1923_1208_evening_herald_hollywood_sign

The Hollywoodland Sign, in a photo published in the Los Angeles Evening Herald, Dec. 8, 1923.


Note: This is an encore post from 2017.

O
riginally constructed as a publicity gimmick and branding symbol to help generate sales for a real estate development, the Hollywood Sign is now a worldwide icon just as powerful as Big Ben, the Eiffel Tower, and the Statue of Liberty, signifying a land of glamour and opportunity. Myths have always existed about it, from the date of its construction to how the city of Hollywood obtained it. After in-depth research by both historian Bruce Torrence and myself, we can conclusively say the sign was constructed in late November and early December 1923, and illuminated in that first week of December.

▶ **Apply what you read**:
**1)** In two sentences, summarize the text about the Hollywood Sign.
**2)** According to the text about the Hollywood Sign, when was the sign constructed?
**3)** Carry on the text about the Hollywood Sign from its last sentence.
You can ignore these entries.

▶ **Phrase grounding data**:
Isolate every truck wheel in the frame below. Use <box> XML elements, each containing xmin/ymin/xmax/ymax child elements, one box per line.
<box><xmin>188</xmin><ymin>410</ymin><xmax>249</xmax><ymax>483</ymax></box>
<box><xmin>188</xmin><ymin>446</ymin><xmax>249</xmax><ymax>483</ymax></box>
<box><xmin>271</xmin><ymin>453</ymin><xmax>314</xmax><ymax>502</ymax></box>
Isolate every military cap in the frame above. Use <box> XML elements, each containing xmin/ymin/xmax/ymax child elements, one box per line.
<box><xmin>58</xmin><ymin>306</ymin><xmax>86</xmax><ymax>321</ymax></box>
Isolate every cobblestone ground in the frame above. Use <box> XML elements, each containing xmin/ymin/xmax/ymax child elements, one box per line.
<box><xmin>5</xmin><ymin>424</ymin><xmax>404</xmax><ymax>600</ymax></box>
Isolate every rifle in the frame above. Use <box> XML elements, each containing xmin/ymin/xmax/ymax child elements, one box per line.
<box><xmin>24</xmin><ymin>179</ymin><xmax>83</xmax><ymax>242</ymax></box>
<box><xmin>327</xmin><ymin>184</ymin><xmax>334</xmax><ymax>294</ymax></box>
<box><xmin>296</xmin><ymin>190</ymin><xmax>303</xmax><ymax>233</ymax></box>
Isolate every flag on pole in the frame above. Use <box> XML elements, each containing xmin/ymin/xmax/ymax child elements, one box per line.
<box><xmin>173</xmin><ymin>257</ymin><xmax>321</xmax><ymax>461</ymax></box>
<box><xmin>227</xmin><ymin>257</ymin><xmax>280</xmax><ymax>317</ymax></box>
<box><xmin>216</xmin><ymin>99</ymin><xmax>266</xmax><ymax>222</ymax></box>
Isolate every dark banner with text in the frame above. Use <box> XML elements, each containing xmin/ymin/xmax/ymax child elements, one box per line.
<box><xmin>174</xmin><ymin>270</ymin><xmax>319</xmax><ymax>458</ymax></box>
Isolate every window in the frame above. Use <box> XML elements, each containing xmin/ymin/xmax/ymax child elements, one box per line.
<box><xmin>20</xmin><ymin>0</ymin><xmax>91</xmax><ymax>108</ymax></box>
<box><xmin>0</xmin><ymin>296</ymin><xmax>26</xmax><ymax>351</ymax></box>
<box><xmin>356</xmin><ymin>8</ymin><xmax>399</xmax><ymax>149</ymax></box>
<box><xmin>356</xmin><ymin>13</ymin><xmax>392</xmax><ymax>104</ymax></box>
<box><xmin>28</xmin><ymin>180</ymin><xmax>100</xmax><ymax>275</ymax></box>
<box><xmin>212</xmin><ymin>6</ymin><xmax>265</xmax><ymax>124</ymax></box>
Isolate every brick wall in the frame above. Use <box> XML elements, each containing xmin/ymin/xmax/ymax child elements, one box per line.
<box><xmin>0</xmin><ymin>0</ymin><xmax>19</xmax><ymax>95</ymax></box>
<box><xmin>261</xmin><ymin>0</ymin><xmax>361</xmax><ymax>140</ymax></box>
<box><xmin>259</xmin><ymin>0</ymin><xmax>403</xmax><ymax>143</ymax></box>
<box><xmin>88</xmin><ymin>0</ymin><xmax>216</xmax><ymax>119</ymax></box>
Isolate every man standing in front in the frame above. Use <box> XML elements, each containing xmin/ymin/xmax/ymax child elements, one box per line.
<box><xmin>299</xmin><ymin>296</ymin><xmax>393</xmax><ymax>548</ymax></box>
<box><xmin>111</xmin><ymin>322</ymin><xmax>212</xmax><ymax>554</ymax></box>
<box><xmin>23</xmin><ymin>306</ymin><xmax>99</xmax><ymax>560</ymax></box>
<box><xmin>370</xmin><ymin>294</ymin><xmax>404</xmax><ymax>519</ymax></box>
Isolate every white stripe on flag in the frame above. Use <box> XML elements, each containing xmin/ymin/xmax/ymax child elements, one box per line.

▶ **Task-by-task answers**:
**1)** The Hollywood Sign was first built as a publicity gimmick and branding symbol to help sell a real estate development, and it has since become a worldwide icon of glamour and opportunity. Myths have long surrounded it, but research shows it was constructed in late November and early December 1923 and illuminated in the first week of December.

**2)** In late November and early December 1923.

**3)**
Like me, a California transplant involved in history, research, and writing since I was child, Torrence has always been fascinated by Hollywood history, perhaps because his two famous grandfathers contributed much to it. His paternal grandfather, Ernest Torrence, starred in many classic silent films such as “Steamboat Bill Jr.” and “Peter Pan” after a successful career as an opera singer. His maternal grandfather C. E. Toberman could be called the builder of Hollywood for his construction of so many iconic structures around Hollywood Boulevard. Bruce began a photo collection of Hollywood in 1972 with thirty photographs, which has blossomed into thousands. He employed these photos in writing one of Hollywood’s first detailed history books in 1979 called “Hollywood: The First 100 Years.”
Hollywood at Play: The Lives of the Stars Between Takes, by Stephen X. Sylvester, Mary Mallory and Donovan Brandt, goes on sale Feb. 1, 2017.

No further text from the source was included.